### [WRITTEN EXERCISE]
Render the data as a Markdown table with the columns Row and Line, covering only the stretch from the line containing "out the terracotta" through the end of the data, with blank lines omitted.

### [AVAILABLE DATA]
--------------------

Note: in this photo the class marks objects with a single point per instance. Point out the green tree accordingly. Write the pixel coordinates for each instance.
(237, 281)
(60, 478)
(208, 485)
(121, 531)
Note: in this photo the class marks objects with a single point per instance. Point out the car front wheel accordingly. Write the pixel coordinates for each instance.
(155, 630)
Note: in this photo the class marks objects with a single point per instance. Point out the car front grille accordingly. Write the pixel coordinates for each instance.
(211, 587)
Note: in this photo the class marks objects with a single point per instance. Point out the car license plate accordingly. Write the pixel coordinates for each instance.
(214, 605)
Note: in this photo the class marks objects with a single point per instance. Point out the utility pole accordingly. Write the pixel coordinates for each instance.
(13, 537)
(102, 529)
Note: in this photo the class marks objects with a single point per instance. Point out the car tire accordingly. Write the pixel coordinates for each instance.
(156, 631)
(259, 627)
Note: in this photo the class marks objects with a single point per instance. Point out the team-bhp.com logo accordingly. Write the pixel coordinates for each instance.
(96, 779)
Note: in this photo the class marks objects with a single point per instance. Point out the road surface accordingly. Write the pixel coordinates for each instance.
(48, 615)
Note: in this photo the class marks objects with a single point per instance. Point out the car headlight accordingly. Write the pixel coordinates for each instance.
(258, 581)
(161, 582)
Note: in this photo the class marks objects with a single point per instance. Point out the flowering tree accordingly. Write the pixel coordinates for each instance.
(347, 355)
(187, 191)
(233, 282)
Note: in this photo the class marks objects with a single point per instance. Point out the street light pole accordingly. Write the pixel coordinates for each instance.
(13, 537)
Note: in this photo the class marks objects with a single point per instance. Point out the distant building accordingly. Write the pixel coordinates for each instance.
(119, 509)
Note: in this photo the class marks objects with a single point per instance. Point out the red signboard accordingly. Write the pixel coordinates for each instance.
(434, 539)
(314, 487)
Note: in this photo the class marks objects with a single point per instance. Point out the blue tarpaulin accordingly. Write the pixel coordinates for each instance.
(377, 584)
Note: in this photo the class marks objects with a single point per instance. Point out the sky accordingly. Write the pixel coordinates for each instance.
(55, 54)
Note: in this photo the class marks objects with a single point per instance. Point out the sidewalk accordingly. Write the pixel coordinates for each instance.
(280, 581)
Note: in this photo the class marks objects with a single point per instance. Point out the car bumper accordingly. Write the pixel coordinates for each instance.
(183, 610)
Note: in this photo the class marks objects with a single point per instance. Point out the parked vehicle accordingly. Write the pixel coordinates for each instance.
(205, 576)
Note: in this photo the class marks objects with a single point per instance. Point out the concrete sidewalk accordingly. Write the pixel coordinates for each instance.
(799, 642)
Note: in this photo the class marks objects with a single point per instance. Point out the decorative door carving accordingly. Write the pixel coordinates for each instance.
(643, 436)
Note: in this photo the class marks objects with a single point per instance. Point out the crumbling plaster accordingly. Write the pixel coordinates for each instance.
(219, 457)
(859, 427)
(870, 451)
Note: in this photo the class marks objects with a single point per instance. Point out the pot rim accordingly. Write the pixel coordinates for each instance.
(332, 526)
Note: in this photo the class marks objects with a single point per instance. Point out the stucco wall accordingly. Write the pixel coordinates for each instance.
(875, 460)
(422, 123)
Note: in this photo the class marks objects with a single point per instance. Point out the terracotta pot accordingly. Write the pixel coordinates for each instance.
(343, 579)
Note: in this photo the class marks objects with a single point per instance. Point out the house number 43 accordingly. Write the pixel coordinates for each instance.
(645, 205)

--------------------

### [FULL RESPONSE]
| Row | Line |
|---|---|
| 1 | Note: in this photo the class marks objects with a single point per instance. Point out the terracotta pot accordingly. Write the pixel coordinates for each instance. |
| 2 | (343, 579) |
| 3 | Note: in this photo the class marks objects with a single point per instance. Point out the house number 43 accordingly. Write the pixel coordinates for each instance. |
| 4 | (645, 205) |